Problema planteado 1:
Según el texto sobre Chile y el nuevo gobierno de Bachelet, ¿qué promesa bacheletista suele destacarse en el sentido institucional?
====== Texto proporcionado
Sin embargo, no todos son tan críticos. Al menos en el caso de Chile, varios medios destacan que un leve viraje a la izquierda podría ser bienvenido en tres sentidos específicos. Primero, en un sentido institucional. En este marco suele destacarse la promesa bacheletista de una nueva Constitución que abandone el lastre de Pinochet. Segundo, en una dimensión de justicia social. Si bien existe consenso en que Chile es el alumno aventajado de la región en materia de crecimiento y estabilidad económica, no pierden de vista nuestros índices de desigualdad ahora que pertenecemos al club de la OECD. Tercero, desde una perspectiva cultural.

Casi siempre se menciona que el nuestro es un país mayoritariamente católico, donde los avances en algunas materias sensibles –como derechos reproductivos o respeto a la diversidad sexual– son lentos y trabados. Si el nuevo gobierno de Bachelet orienta su trabajo hacia esos focos sin perder la estampa de una izquierda responsable, no me cabe duda que la recepción afuera será positiva. El hecho de que ella misma haya descartado la idea de alargar el período presidencial para favorecerse o de cambiar las reglas para permitir su inmediata reelección también ha sido interpretado favorablemente. Nos distingue de una controvertida práctica común en el barrio.
============
====== Datos del ejercicio
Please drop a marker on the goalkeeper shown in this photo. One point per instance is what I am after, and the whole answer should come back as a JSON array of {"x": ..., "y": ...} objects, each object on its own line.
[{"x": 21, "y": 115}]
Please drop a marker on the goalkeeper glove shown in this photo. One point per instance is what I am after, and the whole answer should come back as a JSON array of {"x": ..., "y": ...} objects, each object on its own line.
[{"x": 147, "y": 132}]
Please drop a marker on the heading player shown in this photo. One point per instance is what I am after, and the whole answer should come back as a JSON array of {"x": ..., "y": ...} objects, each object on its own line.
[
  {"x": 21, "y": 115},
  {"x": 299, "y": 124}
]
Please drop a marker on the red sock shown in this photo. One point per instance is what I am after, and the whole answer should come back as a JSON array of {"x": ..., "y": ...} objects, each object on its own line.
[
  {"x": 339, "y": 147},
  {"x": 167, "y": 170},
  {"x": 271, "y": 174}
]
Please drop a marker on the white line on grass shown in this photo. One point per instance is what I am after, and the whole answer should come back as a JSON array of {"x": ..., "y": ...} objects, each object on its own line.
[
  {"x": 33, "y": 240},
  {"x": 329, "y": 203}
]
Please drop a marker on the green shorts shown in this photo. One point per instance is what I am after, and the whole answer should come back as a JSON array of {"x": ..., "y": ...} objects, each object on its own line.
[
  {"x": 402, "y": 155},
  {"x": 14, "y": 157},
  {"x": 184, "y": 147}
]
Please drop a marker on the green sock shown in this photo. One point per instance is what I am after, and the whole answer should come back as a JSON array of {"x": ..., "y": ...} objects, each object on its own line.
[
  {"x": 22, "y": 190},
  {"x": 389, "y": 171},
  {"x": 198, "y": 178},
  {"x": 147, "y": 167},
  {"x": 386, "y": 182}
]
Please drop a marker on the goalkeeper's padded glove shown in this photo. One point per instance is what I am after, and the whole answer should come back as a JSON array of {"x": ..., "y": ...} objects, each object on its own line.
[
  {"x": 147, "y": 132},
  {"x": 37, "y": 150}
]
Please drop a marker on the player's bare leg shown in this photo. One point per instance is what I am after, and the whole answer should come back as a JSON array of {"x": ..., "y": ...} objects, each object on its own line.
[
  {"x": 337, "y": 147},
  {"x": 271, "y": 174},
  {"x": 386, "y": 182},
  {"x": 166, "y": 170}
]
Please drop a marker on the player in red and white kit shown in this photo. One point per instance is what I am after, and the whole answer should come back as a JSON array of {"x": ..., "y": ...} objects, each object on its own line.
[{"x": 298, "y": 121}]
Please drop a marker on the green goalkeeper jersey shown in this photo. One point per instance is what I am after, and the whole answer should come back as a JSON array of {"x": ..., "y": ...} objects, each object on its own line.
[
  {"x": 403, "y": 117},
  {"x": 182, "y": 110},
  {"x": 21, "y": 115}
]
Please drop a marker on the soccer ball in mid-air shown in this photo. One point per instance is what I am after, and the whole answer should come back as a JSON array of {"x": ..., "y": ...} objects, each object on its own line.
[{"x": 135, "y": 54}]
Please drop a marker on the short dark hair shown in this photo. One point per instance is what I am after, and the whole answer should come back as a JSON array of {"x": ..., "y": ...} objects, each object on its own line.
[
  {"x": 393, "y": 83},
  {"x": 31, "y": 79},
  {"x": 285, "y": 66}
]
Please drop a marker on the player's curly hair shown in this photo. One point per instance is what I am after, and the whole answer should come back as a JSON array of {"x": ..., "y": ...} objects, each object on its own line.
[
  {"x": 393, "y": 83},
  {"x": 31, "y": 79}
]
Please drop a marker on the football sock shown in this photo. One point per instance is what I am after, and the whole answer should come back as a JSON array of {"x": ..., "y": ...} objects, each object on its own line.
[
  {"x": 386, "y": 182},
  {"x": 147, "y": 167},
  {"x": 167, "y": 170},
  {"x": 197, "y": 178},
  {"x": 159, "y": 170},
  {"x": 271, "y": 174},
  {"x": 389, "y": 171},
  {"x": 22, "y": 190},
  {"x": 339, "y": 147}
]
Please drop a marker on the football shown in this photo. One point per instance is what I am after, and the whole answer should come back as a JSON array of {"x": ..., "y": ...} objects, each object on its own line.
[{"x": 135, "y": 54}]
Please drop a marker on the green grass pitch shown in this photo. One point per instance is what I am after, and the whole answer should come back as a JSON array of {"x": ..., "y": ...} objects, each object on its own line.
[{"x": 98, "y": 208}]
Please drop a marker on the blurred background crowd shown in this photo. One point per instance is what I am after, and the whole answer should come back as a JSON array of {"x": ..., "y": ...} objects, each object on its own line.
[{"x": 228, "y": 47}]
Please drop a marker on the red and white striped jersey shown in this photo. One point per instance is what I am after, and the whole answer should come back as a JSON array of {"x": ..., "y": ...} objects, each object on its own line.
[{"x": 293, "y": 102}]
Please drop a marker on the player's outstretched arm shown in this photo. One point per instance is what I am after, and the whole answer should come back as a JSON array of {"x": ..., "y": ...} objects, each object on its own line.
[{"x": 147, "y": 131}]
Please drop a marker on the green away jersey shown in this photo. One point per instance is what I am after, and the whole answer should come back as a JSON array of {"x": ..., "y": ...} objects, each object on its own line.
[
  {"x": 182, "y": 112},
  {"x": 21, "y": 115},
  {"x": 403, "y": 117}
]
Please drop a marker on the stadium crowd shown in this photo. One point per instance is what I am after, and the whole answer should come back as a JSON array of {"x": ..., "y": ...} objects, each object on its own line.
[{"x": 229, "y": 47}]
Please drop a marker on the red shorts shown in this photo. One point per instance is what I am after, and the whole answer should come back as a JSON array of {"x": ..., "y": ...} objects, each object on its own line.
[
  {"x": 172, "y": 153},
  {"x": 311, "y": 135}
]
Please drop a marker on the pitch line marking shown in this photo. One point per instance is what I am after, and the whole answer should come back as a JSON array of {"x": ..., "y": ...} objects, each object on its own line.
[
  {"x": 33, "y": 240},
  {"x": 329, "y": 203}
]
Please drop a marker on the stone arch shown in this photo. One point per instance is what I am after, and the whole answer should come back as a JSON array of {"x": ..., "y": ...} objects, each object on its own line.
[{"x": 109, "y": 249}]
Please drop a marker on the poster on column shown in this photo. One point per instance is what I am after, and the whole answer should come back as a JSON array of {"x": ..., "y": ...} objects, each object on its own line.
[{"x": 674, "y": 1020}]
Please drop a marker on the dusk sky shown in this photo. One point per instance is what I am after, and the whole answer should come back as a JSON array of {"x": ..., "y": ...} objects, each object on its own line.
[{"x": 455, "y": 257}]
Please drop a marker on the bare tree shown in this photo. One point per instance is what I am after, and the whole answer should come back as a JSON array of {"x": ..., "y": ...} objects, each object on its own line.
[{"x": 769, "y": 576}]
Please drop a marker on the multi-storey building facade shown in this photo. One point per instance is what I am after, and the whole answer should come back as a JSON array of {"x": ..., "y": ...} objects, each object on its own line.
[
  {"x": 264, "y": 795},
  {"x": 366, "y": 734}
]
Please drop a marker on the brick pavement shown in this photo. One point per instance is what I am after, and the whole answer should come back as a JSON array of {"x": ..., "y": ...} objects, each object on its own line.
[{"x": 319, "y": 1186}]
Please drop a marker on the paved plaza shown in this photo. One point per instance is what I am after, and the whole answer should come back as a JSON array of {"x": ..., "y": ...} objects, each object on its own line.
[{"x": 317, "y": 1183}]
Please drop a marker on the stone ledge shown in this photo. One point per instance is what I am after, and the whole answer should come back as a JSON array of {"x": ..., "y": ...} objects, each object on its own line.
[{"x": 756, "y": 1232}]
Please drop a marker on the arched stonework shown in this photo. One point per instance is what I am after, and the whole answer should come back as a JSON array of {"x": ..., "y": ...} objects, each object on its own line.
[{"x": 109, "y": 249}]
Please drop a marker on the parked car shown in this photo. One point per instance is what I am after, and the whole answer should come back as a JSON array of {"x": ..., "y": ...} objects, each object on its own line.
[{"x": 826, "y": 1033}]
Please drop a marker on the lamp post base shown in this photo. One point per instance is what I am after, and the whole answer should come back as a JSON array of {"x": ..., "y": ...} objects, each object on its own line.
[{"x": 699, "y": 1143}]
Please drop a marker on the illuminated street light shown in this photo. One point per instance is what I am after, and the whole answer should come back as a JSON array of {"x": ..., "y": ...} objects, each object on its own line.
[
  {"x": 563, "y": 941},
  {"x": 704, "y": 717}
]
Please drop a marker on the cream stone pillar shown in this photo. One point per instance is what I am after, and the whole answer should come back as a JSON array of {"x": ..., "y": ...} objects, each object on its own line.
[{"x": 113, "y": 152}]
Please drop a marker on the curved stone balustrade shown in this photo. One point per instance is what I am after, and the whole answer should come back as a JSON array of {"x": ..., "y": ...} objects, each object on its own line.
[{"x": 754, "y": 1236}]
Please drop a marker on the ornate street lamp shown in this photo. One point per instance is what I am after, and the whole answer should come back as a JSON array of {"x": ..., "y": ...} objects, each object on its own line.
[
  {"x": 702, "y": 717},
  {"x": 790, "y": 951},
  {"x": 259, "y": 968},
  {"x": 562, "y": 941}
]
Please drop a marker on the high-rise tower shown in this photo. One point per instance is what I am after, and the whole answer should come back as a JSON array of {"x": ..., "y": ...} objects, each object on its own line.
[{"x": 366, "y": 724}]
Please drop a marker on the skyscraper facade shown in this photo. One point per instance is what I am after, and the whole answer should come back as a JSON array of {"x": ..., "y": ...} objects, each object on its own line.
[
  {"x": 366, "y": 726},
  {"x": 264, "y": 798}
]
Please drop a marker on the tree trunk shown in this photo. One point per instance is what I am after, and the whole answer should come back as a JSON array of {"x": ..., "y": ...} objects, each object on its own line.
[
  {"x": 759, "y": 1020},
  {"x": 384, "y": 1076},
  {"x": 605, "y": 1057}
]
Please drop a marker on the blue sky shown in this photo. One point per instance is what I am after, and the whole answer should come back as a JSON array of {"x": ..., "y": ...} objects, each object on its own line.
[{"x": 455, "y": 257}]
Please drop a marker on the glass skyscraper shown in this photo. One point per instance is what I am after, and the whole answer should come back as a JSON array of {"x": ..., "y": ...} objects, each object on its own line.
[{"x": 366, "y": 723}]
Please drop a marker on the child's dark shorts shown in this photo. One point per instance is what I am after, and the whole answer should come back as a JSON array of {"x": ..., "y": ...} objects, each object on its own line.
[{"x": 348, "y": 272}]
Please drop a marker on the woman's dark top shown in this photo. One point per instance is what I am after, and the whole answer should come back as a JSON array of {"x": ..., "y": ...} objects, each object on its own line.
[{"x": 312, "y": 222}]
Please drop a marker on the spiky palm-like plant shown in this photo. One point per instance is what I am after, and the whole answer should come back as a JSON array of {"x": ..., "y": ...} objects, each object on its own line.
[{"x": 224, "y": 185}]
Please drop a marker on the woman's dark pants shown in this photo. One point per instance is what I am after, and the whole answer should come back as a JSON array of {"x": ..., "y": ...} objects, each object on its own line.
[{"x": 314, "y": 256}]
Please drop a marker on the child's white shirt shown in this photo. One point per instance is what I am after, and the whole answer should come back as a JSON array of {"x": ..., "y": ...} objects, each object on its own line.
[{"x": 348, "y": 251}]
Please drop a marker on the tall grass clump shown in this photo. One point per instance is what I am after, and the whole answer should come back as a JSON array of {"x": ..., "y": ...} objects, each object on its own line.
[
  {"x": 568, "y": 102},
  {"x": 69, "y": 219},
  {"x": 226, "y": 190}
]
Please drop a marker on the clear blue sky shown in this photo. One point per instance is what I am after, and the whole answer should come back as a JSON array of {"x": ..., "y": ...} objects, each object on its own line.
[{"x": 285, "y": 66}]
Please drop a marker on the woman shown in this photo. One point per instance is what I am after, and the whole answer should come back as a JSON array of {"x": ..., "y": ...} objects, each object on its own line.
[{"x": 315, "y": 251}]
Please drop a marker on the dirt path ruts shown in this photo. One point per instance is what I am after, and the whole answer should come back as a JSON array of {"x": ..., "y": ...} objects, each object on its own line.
============
Problema planteado 2:
Selecciona cada una de las filas que contenga la palabra "dark". Se distingue entre mayúsculas y minúsculas.

Respuesta 1:
La promesa de una nueva Constitución que abandone el lastre de Pinochet.

Respuesta 2:
Please drop a marker on the short dark hair shown in this photo. One point per instance is what I am after, and the whole answer should come back as a JSON array of {"x": ..., "y": ...} objects, each object on its own line.
Please drop a marker on the child's dark shorts shown in this photo. One point per instance is what I am after, and the whole answer should come back as a JSON array of {"x": ..., "y": ...} objects, each object on its own line.
Please drop a marker on the woman's dark top shown in this photo. One point per instance is what I am after, and the whole answer should come back as a JSON array of {"x": ..., "y": ...} objects, each object on its own line.
Please drop a marker on the woman's dark pants shown in this photo. One point per instance is what I am after, and the whole answer should come back as a JSON array of {"x": ..., "y": ...} objects, each object on its own line.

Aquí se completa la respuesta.